* _GOAL 1_
In the database backup guide, which storage class is normally used for backups on OCP4?
* _GOAL 2_
Carry on the database backup guide from its last sentence.

Database Backup BCDevOps - bcgov/common-service-showcase GitHub Wiki
Note
read more here: Database-Backup
Production level databases need some form of automated backup strategy in order to satisfy certain retention and reliability guarantees. One of the ways we can do this is by exporting or dumping a database periodically.
Below are some of the resources that were used in order to achieve our backup strategy:
The main goal is to be able to generate full database snapshot dumps at a regular schedule and store these files in a different location. In order to achieve this, we need an off-cluster space to store exported files, and a scheduled job that will perform the database snapshots.
On OCP4, the storage class we will normally be using for backup is called netapp-file-backup
. More background details can be found here.
If your target namespace does not have a backup PVC yet, run the following template:
export NAMESPACE=YOURNAMESPACE
oc process -n $NAMESPACE -f https://raw.githubusercontent.com/wiki/bcgov/common-service-showcase/assets/backups-bcdevops/templates/backup.pvc.yaml -p NAMESPACE=$NAMESPACE -o yaml | oc -n $NAMESPACE apply -f -
You should expect to see a new PVC with the following pattern in your namespace: backup-YOURNAMESPACE
.
For managing the backup operations, we leverage BCDevOps/backup-container. The backup-container generates database dumps as well as database dump cycling based on a specified retention schedule. It supports two modes of operation: a legacy mode where there is a long-standing deployment which sleeps between job executions, and a CronJob mode which is managed by OpenShift. After evaluating both approaches, we have elected to use the CronJob mode as it is less resource intensive on the OCP platform, needing to have a running pod instantiated only when the backup task needs to run.
Note: At the time of writing, we are currently using version 2.9.0 of the backup-container.
On OCP4, you will need to ensure that your backup-postgres container is allowed to connect with the Patroni database. To do that, run the following template:
export NAMESPACE=YOURNAMESPACE
export INSTANCE=YOURAPPDBINSTANCE
oc process -n $NAMESPACE -f https://raw.githubusercontent.com/wiki/bcgov/common-service-showcase/assets/backups-bcdevops/templates/backup.np.yaml -p INSTANCE=$INSTANCE -o yaml | oc -n $NAMESPACE apply -f -
Note: The above template assumes you are connecting to a Patroni cluster. If you are connecting to a Postgres database instead, make sure you manually update the podSelector labels accordingly depending on your deployment configuration!
If you haven't already done so, make sure you have set up dockerhub auth credentials in your namespace for the builder. More details can be found here.
Note: As of backup-container v2.3.3, we no longer need to build the container images on the cluster. Instead, we now leverage the Docker images automatically generated by Github Actions.

* _INFORMATION SUPPLIED_
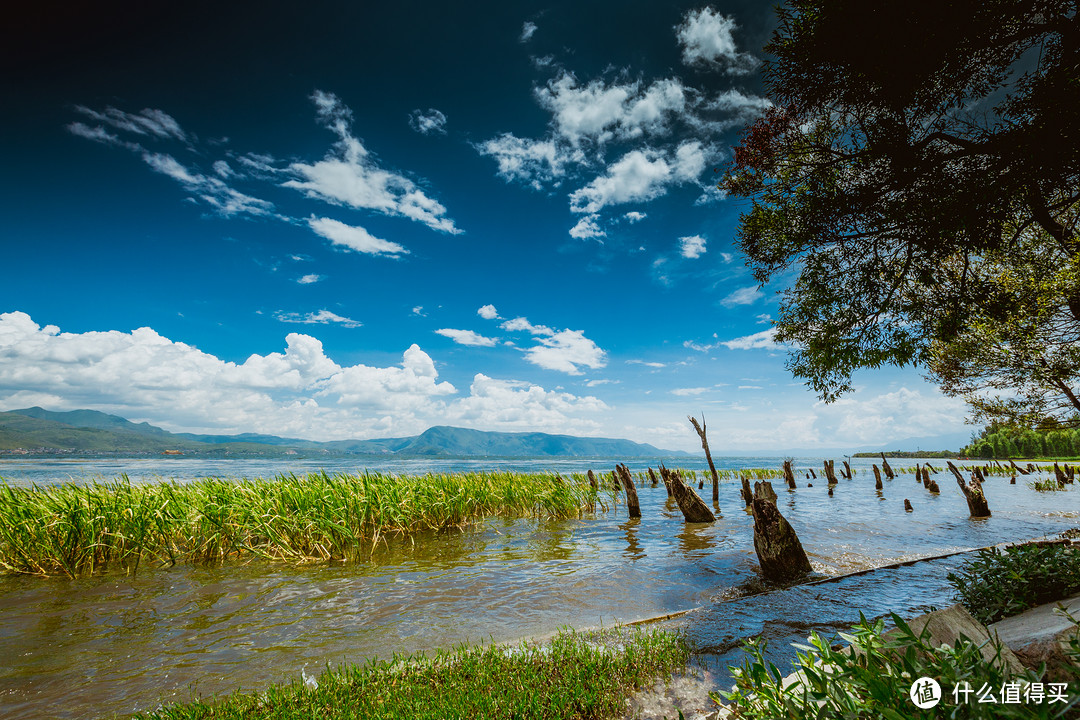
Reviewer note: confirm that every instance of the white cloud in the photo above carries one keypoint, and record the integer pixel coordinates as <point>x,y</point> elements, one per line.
<point>349,176</point>
<point>429,122</point>
<point>565,351</point>
<point>706,39</point>
<point>765,339</point>
<point>588,228</point>
<point>692,246</point>
<point>467,338</point>
<point>321,317</point>
<point>532,162</point>
<point>298,393</point>
<point>744,296</point>
<point>353,238</point>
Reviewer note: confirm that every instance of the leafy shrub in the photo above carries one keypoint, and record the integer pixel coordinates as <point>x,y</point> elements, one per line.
<point>997,584</point>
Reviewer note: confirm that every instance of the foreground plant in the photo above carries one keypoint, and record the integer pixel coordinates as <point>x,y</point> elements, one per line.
<point>874,678</point>
<point>570,678</point>
<point>73,530</point>
<point>1000,583</point>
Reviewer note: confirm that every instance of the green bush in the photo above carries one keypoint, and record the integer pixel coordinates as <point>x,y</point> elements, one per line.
<point>875,680</point>
<point>997,584</point>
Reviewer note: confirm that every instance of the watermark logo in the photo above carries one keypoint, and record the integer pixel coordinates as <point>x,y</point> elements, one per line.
<point>926,693</point>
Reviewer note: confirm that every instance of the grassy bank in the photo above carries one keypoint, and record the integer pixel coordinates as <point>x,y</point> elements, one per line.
<point>73,530</point>
<point>570,678</point>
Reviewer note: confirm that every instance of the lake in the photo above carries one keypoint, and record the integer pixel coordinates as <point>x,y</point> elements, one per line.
<point>90,647</point>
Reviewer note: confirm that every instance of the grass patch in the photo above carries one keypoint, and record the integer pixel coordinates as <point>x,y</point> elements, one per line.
<point>569,678</point>
<point>1000,583</point>
<point>73,530</point>
<point>875,680</point>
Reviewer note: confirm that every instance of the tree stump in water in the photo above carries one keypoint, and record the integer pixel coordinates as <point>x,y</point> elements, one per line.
<point>747,493</point>
<point>628,485</point>
<point>778,547</point>
<point>888,470</point>
<point>788,475</point>
<point>973,493</point>
<point>693,507</point>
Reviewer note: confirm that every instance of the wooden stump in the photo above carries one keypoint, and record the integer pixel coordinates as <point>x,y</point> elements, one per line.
<point>973,493</point>
<point>747,493</point>
<point>888,469</point>
<point>693,507</point>
<point>628,485</point>
<point>778,547</point>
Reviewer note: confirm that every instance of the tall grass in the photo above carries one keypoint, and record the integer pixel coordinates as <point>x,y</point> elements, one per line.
<point>73,530</point>
<point>569,678</point>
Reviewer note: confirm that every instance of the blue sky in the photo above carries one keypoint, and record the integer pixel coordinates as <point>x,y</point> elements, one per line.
<point>339,220</point>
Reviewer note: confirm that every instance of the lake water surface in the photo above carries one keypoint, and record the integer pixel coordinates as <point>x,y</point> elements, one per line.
<point>92,647</point>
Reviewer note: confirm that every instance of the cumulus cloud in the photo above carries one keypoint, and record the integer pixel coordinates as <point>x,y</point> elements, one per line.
<point>429,122</point>
<point>706,38</point>
<point>467,338</point>
<point>744,296</point>
<point>298,393</point>
<point>692,246</point>
<point>765,339</point>
<point>353,238</point>
<point>349,176</point>
<point>586,228</point>
<point>565,351</point>
<point>321,317</point>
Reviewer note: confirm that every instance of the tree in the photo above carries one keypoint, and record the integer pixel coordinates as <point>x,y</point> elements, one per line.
<point>919,154</point>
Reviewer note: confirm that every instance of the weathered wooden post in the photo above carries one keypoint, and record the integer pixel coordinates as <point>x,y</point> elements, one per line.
<point>693,507</point>
<point>788,474</point>
<point>778,547</point>
<point>888,470</point>
<point>709,456</point>
<point>973,493</point>
<point>628,485</point>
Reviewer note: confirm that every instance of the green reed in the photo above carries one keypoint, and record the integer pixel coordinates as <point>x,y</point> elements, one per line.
<point>73,530</point>
<point>569,678</point>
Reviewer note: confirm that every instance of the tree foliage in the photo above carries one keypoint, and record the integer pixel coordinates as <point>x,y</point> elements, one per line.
<point>919,176</point>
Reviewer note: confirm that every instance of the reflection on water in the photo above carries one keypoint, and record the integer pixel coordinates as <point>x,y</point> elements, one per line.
<point>90,647</point>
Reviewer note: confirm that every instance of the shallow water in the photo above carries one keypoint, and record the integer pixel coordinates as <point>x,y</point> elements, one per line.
<point>93,647</point>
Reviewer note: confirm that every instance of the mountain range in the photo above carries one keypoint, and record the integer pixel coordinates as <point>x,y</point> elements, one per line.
<point>93,432</point>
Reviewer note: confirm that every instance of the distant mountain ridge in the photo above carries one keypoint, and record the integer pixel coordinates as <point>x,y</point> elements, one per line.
<point>90,431</point>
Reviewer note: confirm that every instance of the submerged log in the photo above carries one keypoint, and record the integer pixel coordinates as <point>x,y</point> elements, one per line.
<point>973,493</point>
<point>747,493</point>
<point>628,485</point>
<point>888,469</point>
<point>709,456</point>
<point>778,547</point>
<point>693,507</point>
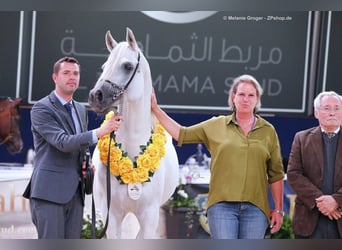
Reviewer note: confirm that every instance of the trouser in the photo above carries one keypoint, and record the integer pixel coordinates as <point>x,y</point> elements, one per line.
<point>58,221</point>
<point>236,220</point>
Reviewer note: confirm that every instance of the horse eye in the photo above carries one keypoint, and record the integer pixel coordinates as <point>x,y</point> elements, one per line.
<point>128,66</point>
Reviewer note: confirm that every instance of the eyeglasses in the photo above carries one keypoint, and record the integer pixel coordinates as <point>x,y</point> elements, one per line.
<point>330,109</point>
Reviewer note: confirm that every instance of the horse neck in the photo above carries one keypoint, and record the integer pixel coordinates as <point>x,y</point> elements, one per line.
<point>136,127</point>
<point>5,123</point>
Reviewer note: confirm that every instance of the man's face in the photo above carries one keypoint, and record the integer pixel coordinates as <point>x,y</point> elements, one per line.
<point>68,78</point>
<point>329,113</point>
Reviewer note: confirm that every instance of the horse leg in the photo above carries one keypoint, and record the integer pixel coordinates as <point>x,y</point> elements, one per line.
<point>114,224</point>
<point>149,221</point>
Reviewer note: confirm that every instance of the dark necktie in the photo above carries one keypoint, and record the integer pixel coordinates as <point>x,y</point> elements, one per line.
<point>68,108</point>
<point>330,134</point>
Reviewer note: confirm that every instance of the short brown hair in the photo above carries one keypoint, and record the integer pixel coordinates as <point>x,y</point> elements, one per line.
<point>69,59</point>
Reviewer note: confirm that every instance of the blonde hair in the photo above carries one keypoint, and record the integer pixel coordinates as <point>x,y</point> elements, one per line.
<point>247,79</point>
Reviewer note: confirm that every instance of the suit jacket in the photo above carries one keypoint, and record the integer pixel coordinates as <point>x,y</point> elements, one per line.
<point>305,176</point>
<point>57,167</point>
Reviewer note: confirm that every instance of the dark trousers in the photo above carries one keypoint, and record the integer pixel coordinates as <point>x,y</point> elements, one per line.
<point>325,229</point>
<point>58,221</point>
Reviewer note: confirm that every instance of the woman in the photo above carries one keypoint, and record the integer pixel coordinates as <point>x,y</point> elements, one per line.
<point>245,159</point>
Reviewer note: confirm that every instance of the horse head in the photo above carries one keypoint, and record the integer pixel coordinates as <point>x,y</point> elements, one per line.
<point>124,73</point>
<point>9,124</point>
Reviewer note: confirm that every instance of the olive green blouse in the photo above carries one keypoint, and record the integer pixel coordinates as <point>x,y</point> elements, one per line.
<point>241,166</point>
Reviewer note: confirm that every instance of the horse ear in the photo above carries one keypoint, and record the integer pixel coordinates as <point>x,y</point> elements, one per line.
<point>110,42</point>
<point>130,38</point>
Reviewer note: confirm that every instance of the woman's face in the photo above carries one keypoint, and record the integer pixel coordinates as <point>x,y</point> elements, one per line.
<point>245,98</point>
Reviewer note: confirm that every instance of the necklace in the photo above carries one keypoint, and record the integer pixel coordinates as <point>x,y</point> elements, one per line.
<point>145,164</point>
<point>253,123</point>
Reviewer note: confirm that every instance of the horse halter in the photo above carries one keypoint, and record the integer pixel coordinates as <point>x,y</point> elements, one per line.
<point>118,91</point>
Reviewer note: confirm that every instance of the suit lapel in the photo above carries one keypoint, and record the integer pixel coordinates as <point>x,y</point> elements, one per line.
<point>62,112</point>
<point>338,161</point>
<point>317,145</point>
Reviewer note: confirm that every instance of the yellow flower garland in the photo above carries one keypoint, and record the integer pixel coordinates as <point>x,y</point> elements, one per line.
<point>145,164</point>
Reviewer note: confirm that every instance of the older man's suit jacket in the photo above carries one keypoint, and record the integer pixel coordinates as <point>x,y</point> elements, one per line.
<point>305,176</point>
<point>57,166</point>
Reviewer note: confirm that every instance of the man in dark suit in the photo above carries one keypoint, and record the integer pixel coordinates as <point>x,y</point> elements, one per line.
<point>315,172</point>
<point>56,187</point>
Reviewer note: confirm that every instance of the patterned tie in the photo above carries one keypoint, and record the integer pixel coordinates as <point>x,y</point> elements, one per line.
<point>68,107</point>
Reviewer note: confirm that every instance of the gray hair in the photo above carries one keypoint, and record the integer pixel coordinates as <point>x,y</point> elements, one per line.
<point>317,101</point>
<point>248,79</point>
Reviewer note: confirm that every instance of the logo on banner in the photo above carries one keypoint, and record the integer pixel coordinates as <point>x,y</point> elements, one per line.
<point>179,17</point>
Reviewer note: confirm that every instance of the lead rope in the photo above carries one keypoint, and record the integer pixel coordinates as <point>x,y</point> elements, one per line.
<point>93,216</point>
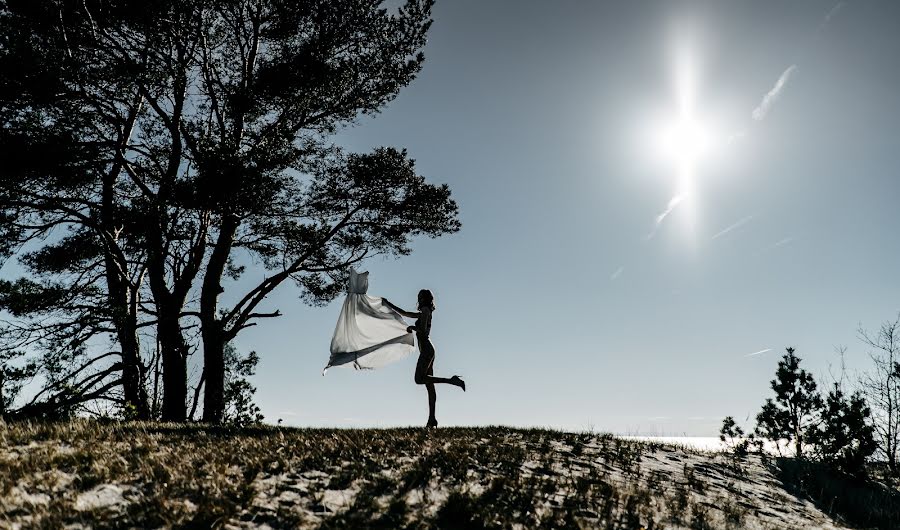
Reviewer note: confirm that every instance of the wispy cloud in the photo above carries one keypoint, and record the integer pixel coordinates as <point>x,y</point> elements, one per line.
<point>614,276</point>
<point>772,96</point>
<point>738,224</point>
<point>673,203</point>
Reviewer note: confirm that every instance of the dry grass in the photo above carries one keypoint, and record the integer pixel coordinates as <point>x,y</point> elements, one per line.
<point>113,475</point>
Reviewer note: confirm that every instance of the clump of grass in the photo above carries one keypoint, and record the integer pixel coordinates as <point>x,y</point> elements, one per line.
<point>193,476</point>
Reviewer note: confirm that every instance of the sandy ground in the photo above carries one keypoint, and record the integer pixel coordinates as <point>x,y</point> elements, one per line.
<point>727,493</point>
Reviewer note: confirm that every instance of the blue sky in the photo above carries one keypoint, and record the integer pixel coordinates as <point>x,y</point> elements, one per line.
<point>610,274</point>
<point>553,302</point>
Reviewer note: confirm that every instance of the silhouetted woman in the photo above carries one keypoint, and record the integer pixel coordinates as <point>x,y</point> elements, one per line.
<point>425,365</point>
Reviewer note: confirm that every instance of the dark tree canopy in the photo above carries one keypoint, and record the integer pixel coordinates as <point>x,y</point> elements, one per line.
<point>173,142</point>
<point>793,412</point>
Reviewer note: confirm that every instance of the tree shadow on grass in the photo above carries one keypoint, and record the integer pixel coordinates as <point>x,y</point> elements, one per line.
<point>855,501</point>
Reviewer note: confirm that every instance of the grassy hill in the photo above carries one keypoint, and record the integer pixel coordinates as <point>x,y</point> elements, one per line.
<point>115,475</point>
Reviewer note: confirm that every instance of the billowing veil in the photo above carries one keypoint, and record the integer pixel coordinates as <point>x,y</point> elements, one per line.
<point>368,334</point>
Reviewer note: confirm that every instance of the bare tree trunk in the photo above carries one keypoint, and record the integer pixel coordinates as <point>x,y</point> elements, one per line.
<point>174,358</point>
<point>213,329</point>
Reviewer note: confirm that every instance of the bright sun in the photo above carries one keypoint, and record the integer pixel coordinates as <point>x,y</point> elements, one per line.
<point>684,141</point>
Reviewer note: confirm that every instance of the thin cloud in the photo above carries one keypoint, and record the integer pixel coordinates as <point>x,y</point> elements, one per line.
<point>614,276</point>
<point>673,203</point>
<point>760,352</point>
<point>738,224</point>
<point>772,96</point>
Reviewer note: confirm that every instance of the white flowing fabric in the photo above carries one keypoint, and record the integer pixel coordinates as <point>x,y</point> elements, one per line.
<point>368,334</point>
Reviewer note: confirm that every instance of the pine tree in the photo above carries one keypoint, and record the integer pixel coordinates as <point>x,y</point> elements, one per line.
<point>845,437</point>
<point>792,414</point>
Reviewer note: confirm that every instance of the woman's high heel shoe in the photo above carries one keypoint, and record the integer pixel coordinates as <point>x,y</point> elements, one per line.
<point>456,380</point>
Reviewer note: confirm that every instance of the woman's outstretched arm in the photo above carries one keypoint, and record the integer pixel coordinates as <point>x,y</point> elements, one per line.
<point>407,314</point>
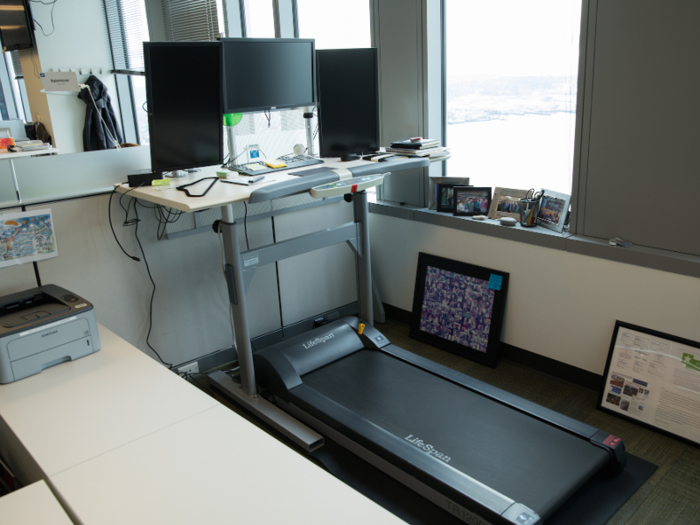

* _EXERCISE ANSWER 1_
netapp-file-backup

* _EXERCISE ANSWER 2_
In order to run backup-container, this image needs to be built. We can do this by running the following (replacing YOURNAMESPACE
with the appropriate variables):
export NAMESPACE=YOURNAMESPACE
export GIT_REF=2.6.1
oc process -n $NAMESPACE -f https://raw.githubusercontent.com/BCDevOps/backup-container/$GIT_REF/openshift/templates/backup/backup-build.json -p GIT_REF=$GIT_REF -o yaml | oc -n $NAMESPACE apply -f -
This will create a new build and imagestream named backup-postgres
which should be ready in a few minutes.
Once your NFS PVC has been provisioned and your Network Policies have been applied, you can then deploy the OpenShift CronJob which will manage your database backups. You can figure out what your NFS PVC is called with the following command:
export NAMESPACE=YOURNAMESPACE
oc get -n $NAMESPACE pvc
On OCP4. you will be looking for a PVC with StorageClass of netapp-file-backup
with a name following the pattern backup-YOURNAMESPACE
.
As of June 2024 we are taking advantage of the backup container's ability to save a secondary copy of the backup to an S3 bucket. Because of this we have modified the cronjob deployment template (to include the S3 credentials)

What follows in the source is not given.